- _SUPPLIED TEXT_
==================================================
How Does Diabetes Affect Wound Healing?

Wounds or sores that take a longer time to heal can indicate an underlying disease such as diabetes, which has a direct impact on the body’s ability to heal wounds. Diabetes is a direct response to the organisms inability to produce or use insulin. Insulin is a hormone which has the function to turn glucose, or sugar, into energy. This has a direct impact on the body’s ability to heal wounds.

inSight for Wound Management

Wounds in patients with diabetes not only heal more slowly but have a potential to get worse more rapidly, so they require much more attention than a normal wound. There are several things that affect wound healing in a patient with diabetes which include:

  • Blood Glucose levels
  • Diabetic Neuropathy
  • Immune System Deficiency
  • Infection

1. Blood Glucose Levels

Blood glucose levels are the main factor in the process of wound healing. When blood glucose levels are above normal the arteries in the body become more narrow and stiffen preventing normal blood flow which results in:

  • Prevents nutrients and oxygen from energizing cells
  • Prevents the immune system from functioning efficiently
  • Increases inflammation in the body’s cells

2. Diabetic Neuropathy

Diabetic Neuropathy is the event which leads to a patient’s nerves being affected and resulting in loss of sensation. This means that a person cannot feel a blister, infection or a surgical wound being developed. Because a patient cannot feel a wound becoming worse it may delay the person from asking for medical assistance leading to the wound infecting further or worse.
==================================================
- _SUPPLIED DATA_
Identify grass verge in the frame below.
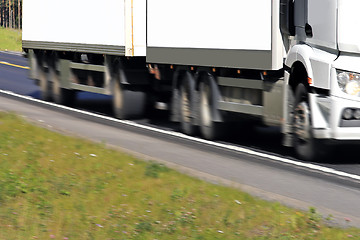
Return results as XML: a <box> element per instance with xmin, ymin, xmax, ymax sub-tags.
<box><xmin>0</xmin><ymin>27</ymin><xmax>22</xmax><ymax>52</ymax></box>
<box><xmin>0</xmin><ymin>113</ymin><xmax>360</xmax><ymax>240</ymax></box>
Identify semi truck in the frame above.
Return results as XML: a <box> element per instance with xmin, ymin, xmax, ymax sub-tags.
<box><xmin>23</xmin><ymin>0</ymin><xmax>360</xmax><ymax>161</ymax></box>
==================================================
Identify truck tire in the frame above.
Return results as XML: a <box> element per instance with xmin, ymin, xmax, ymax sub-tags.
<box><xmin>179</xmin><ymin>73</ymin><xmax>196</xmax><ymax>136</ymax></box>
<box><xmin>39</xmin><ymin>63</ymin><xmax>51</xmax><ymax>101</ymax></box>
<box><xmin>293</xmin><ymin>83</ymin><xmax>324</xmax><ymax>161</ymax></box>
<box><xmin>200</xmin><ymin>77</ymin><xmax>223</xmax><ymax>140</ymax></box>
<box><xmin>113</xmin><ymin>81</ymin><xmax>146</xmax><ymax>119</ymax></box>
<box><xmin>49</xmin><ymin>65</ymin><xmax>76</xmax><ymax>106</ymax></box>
==================================================
- _WHAT IS EXPECTED_
Extend the text on diabetes and wound healing, picking up after its last sentence. None of the entries matter here.

- _ANSWER BOX_
3. Immune System Deficiency

Many people who are affected by diabetes have a problem with their immune system. This is due to the lack of immune fighter cells being sent to heal wounds, while having their ability to take action lowered. This can result in the immune system not functioning properly, making wound healing slower and risk of infection higher.

4. Infection

People with diabetes are exposed to a higher risk of developing a bad infection. This is mainly due to the weakened immune system. The body has a hard time fighting off bad bacteria that causes an infection.

Higher blood sugar levels are also to blame for infections. There are bacteria that thrive on the higher sugar levels in the blood, increasing the risk of an infection developing, or making an already developed infection worse.

These are just some of the contributing factors that affect wound healing. Most of these can be avoided or their impact decreased by regular check ups with your doctor, as well as maintaining a healthy nutrition. However, before you do anything it’s always a good idea to consult your doctor or physician.